DIRECTIONS FOR THIS TASK: Print the stretch of the passage on Sweden's pandemic approach from "Brad Polumbo approves." through "some semi-favorable coverage.", word for word.

TEXT SHOWN:
=== Section Start ===

Brad Polumbo approves. Here are some excerpts from his column in the Washington Examiner.
…more data just vindicated the Scandinavian nation’s approach, which kept schools open and largely rejected government lockdowns of the economy. …Sweden comes out looking fantastic. …Sweden still took COVID-19 seriously and encouraged people to behave responsibly. Officials encouraged adults, and especially the elderly, to take the COVID-19 vaccine and saw very high rates of uptake, yet it did not push it on young children, except those with unique risk factors. The country did have some government interventions, such as travel restrictions, in place, but by and large, it took a much more restrained approach. And as a result, its citizens were left freer yet saw fewer deaths overall.
Interestingly, even the New York Times gave the Swedes some semi-favorable coverage.
Here are some excerpts from a column by David Wallace-Wells.

=== Section End ===

MATERIAL SUPPLIED:

=== Section Start ===

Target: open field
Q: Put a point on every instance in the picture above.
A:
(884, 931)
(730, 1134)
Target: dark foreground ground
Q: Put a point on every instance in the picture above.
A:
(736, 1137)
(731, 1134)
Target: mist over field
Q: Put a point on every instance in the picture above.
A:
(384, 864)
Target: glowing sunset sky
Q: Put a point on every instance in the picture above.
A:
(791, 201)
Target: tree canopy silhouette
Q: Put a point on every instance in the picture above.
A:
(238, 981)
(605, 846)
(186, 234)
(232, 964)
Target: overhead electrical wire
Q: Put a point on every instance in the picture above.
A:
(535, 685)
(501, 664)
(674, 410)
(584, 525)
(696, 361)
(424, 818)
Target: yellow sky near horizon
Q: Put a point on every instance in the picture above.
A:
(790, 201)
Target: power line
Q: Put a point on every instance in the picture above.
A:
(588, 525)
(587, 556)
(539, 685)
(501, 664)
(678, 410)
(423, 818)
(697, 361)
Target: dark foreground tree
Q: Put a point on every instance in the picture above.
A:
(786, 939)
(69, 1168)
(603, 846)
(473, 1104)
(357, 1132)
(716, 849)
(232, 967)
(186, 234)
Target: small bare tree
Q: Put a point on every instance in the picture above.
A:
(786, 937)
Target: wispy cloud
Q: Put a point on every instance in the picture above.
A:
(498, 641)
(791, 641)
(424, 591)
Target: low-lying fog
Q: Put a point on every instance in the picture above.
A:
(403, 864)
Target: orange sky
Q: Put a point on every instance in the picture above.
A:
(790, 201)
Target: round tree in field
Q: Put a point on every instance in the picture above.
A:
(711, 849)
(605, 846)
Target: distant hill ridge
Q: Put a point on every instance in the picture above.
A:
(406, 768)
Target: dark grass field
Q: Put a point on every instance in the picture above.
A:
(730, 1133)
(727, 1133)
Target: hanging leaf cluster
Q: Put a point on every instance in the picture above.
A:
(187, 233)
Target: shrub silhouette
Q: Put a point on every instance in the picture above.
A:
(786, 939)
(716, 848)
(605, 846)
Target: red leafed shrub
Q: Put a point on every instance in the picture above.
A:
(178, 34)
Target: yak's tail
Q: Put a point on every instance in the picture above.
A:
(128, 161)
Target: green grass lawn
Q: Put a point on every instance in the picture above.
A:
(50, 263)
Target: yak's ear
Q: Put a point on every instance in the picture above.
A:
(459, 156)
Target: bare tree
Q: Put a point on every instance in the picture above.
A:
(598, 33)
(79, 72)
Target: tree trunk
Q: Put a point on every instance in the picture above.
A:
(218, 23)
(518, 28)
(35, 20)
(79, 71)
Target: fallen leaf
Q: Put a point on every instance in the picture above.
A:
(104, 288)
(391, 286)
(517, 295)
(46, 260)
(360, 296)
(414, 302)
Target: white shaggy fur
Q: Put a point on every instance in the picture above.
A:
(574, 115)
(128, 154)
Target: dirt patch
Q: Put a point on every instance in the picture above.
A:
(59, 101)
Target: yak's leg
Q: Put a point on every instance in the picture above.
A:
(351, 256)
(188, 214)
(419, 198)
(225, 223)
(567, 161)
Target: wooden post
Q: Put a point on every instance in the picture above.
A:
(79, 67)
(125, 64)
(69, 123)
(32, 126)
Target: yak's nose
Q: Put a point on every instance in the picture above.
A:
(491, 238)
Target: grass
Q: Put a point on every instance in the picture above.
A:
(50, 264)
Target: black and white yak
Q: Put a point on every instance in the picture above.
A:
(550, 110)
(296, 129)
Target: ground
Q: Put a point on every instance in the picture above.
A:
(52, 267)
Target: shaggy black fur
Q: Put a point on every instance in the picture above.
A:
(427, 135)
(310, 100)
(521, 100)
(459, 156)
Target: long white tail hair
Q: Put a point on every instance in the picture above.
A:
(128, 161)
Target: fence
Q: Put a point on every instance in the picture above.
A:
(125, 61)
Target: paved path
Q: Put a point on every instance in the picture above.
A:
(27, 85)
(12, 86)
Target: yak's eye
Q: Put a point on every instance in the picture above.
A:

=== Section End ===

REPLY:
Brad Polumbo approves. Here are some excerpts from his column in the Washington Examiner.
…more data just vindicated the Scandinavian nation’s approach, which kept schools open and largely rejected government lockdowns of the economy. …Sweden comes out looking fantastic. …Sweden still took COVID-19 seriously and encouraged people to behave responsibly. Officials encouraged adults, and especially the elderly, to take the COVID-19 vaccine and saw very high rates of uptake, yet it did not push it on young children, except those with unique risk factors. The country did have some government interventions, such as travel restrictions, in place, but by and large, it took a much more restrained approach. And as a result, its citizens were left freer yet saw fewer deaths overall.
Interestingly, even the New York Times gave the Swedes some semi-favorable coverage.